[Your goal]: Your task is to transcribe the entries below exactly, beginning with the line containing "target | power line" and ending with the final line, and to add nothing else.

== == ==

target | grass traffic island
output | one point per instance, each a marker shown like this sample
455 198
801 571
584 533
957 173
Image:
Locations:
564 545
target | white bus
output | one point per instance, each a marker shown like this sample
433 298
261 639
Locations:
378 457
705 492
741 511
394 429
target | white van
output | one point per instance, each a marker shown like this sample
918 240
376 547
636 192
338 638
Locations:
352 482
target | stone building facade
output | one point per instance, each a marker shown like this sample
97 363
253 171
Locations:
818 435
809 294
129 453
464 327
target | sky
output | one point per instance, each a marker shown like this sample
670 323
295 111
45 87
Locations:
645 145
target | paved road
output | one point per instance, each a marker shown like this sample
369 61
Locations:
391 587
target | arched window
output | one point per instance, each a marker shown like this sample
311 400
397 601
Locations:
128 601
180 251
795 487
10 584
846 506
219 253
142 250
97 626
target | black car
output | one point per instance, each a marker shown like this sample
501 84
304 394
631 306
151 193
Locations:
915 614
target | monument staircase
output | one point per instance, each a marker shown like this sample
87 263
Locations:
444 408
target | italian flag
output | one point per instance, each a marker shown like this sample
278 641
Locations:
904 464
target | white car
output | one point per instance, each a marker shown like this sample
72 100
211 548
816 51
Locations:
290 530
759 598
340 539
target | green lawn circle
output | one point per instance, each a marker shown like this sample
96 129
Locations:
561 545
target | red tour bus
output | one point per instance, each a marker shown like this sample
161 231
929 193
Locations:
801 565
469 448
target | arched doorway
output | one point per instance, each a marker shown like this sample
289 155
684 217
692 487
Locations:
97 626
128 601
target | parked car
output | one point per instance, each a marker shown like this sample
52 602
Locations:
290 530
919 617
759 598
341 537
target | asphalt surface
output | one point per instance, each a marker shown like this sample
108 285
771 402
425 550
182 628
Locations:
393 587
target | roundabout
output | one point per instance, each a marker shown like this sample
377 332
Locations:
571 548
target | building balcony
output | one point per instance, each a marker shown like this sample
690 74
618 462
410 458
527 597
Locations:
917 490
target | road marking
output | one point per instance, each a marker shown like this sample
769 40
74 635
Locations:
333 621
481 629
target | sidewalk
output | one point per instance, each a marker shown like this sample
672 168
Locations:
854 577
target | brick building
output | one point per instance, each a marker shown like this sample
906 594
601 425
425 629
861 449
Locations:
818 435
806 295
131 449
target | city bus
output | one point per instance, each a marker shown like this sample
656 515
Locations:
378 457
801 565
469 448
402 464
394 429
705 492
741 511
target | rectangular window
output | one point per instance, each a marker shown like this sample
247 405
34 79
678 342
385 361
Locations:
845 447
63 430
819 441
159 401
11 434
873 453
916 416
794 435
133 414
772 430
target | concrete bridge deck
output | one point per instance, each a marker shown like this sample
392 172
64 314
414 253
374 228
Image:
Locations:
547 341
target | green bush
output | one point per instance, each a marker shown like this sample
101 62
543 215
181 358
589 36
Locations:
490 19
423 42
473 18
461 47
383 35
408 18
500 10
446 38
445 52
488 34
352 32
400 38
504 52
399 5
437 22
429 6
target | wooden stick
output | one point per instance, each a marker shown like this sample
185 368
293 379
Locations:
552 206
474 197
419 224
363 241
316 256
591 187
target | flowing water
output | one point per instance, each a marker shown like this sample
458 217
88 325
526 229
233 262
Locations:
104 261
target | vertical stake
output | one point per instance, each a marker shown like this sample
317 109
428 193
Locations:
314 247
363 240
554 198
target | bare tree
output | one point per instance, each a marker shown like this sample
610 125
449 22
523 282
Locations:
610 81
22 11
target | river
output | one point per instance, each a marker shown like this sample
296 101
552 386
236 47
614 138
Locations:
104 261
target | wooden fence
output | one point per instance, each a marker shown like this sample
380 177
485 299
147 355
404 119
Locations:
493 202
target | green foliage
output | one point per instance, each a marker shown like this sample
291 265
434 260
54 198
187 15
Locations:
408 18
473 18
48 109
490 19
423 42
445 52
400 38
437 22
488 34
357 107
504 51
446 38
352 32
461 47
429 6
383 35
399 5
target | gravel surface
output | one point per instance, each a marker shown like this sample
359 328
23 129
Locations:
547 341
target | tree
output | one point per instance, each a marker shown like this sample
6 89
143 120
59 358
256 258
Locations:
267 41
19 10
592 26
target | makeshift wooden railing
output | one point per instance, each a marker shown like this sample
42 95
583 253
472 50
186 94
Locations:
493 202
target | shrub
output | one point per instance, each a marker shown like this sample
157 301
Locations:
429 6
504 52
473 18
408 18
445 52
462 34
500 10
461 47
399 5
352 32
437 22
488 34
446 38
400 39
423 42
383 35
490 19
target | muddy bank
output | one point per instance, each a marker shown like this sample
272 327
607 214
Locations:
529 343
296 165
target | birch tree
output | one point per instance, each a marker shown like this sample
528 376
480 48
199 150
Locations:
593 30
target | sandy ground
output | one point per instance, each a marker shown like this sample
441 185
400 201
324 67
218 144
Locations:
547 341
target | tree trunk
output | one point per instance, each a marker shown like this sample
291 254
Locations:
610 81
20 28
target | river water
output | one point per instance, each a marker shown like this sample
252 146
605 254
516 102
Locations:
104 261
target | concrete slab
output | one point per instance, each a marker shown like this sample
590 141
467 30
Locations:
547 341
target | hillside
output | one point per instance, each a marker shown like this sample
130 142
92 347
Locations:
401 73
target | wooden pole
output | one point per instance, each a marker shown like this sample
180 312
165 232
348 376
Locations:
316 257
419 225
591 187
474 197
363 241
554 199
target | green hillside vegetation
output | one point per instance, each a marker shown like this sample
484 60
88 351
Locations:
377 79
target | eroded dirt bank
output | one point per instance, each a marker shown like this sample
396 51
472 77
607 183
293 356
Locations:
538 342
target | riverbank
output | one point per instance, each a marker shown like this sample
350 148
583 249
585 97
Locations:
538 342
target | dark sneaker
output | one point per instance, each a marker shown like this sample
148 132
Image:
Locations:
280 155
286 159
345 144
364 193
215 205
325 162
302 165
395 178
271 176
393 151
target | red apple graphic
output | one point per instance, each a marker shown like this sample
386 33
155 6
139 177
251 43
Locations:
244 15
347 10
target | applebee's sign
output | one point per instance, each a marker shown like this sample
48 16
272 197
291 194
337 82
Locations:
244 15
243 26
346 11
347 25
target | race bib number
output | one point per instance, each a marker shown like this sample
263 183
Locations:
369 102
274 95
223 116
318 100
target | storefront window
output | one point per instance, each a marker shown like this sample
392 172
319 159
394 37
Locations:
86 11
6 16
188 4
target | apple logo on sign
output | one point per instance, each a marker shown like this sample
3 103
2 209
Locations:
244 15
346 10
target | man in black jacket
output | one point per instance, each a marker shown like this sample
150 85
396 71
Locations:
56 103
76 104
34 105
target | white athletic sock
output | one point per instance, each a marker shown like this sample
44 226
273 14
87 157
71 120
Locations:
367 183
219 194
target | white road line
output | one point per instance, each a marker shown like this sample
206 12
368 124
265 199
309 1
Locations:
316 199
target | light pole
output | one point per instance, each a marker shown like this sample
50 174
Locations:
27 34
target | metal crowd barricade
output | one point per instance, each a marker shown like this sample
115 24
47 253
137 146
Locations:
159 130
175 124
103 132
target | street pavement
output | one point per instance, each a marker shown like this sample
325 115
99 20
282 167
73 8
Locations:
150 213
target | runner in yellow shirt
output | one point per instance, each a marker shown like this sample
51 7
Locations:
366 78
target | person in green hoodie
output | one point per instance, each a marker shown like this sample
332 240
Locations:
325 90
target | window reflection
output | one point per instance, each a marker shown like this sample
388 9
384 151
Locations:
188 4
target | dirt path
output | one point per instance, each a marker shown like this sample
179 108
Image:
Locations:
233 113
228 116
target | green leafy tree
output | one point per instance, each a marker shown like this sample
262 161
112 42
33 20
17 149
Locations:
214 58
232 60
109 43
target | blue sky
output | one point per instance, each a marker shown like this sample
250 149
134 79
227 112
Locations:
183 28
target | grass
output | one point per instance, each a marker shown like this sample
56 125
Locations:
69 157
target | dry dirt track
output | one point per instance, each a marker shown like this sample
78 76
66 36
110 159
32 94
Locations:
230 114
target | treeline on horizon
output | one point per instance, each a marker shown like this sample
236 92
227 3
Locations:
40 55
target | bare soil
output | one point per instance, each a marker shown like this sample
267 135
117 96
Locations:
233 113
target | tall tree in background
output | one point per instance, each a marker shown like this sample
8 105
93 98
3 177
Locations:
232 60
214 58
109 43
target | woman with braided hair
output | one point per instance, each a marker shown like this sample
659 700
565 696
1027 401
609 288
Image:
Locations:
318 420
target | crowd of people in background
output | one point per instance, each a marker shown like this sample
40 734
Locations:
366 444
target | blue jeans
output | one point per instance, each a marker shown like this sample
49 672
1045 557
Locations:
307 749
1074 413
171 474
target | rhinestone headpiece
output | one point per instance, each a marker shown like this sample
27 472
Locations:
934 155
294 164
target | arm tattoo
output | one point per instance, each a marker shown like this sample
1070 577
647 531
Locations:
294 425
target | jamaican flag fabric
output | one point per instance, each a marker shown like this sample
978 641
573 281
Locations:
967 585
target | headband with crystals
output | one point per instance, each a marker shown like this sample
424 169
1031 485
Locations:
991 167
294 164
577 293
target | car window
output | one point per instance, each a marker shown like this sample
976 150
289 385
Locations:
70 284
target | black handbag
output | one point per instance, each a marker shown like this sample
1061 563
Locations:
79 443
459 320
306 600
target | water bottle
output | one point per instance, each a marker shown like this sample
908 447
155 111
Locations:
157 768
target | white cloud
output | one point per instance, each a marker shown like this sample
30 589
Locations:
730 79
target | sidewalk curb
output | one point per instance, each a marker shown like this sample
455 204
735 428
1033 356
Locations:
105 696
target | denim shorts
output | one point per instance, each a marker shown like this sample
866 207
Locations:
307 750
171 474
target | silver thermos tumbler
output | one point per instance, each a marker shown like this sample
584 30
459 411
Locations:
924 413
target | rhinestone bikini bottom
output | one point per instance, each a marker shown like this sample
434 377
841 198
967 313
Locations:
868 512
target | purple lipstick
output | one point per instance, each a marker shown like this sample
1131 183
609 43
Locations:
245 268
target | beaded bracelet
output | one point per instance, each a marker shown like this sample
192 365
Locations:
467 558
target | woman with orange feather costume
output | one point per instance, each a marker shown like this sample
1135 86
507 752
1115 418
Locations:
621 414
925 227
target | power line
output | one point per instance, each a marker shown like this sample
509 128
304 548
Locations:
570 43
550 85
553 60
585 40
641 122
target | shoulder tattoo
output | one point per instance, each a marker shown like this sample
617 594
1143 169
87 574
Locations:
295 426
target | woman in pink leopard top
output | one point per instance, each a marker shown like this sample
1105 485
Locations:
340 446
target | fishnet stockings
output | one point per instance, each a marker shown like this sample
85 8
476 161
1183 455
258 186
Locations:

== == ==

[Reply]:
target | power line
output | one point per instance, each a marker shown like this sample
509 128
304 548
Locations:
570 43
550 85
553 60
585 40
641 122
target | shoulder tattoo
output | one point per instance, each a marker shown like this sample
617 594
1143 169
87 574
Locations:
295 426
target | woman in pink leopard top
output | one point per instance, each a marker shown like this sample
1105 485
Locations:
340 446
target | fishnet stockings
output | one point per instance, each a marker shown like this sample
85 8
476 161
1183 455
258 186
Locations:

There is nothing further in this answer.